**ЗАДАНИЯ ДЛЯ ВЫПОЛНЕНИЯ:**
**a.** Перепишите часть текста о выборах в Думу 1993 года, заменив «исполнительной власти» на «правительства». Начните со слов «На выборах в» и закончите словами «действительного принятия решений.».
**b.** Определите, соответствуют ли тексту о выборах в Думу 1993 года следующие утверждения: (i) в декабре 1993 года партия Жириновского получила 22,92% голосов; (ii) Жириновский назван амбициозным популистом; (iii) Государственная Дума представлялась прежде всего местом действительного принятия решений. На каждое ответьте «да» или «нет» и приведите точную цитату из текста, которая это подтверждает.
------ ТЕКСТ ДЛЯ ЧТЕНИЯ ------
На выборах в первую Государственную Думу в декабре 1993 года безусловную победу (22,92%) одержала партия Владимира Жириновского — полукриминальное нестабильное объединение вокруг циничного и неамбициозного популиста, готового послушно играть свою роль в рамках режима «управляемой демократии». Голосование за Жириновского, как и успехи Коммунистической партии на последующих выборах, отражали одновременно и подавленное недовольство политикой исполнительной власти, и презрение к Государственной Думе, которая представлялась площадкой для псведополитического спектакля больше, чем местом действительного принятия решений.
Социальные основания «управляемой демократии»
------ ИСХОДНЫЕ ДАННЫЕ ------
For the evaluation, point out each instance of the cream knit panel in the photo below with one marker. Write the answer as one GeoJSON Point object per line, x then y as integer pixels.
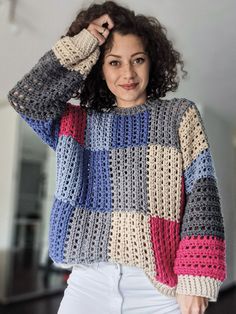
{"type": "Point", "coordinates": [78, 53]}
{"type": "Point", "coordinates": [193, 139]}
{"type": "Point", "coordinates": [164, 166]}
{"type": "Point", "coordinates": [130, 240]}
{"type": "Point", "coordinates": [199, 286]}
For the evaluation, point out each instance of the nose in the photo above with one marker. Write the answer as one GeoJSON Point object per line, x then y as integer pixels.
{"type": "Point", "coordinates": [128, 71]}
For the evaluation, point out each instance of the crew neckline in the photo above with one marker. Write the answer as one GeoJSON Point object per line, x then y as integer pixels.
{"type": "Point", "coordinates": [134, 109]}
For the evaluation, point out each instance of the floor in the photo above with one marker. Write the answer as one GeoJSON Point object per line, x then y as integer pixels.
{"type": "Point", "coordinates": [26, 288]}
{"type": "Point", "coordinates": [49, 305]}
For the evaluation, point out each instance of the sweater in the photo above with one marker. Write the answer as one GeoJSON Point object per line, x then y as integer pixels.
{"type": "Point", "coordinates": [134, 185]}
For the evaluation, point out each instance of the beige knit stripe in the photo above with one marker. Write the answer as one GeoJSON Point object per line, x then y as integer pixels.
{"type": "Point", "coordinates": [164, 289]}
{"type": "Point", "coordinates": [164, 167]}
{"type": "Point", "coordinates": [193, 139]}
{"type": "Point", "coordinates": [130, 240]}
{"type": "Point", "coordinates": [78, 53]}
{"type": "Point", "coordinates": [198, 285]}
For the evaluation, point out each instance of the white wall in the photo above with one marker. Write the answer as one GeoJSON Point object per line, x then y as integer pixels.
{"type": "Point", "coordinates": [220, 135]}
{"type": "Point", "coordinates": [9, 157]}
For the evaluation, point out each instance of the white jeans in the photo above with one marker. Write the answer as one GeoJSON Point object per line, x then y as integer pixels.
{"type": "Point", "coordinates": [113, 288]}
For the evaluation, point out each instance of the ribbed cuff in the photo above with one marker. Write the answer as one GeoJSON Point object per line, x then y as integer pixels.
{"type": "Point", "coordinates": [70, 51]}
{"type": "Point", "coordinates": [199, 286]}
{"type": "Point", "coordinates": [85, 41]}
------
**ОТВЕТЫ ПО ЗАДАНИЯМ:**
**a.**
На выборах в первую Государственную Думу в декабре 1993 года безусловную победу (22,92%) одержала партия Владимира Жириновского — полукриминальное нестабильное объединение вокруг циничного и неамбициозного популиста, готового послушно играть свою роль в рамках режима «управляемой демократии». Голосование за Жириновского, как и успехи Коммунистической партии на последующих выборах, отражали одновременно и подавленное недовольство политикой правительства, и презрение к Государственной Думе, которая представлялась площадкой для псведополитического спектакля больше, чем местом действительного принятия решений.

**b.**
(i) Да: «безусловную победу (22,92%) одержала партия Владимира Жириновского».
(ii) Нет: «циничного и неамбициозного популиста».
(iii) Нет: «больше, чем местом действительного принятия решений».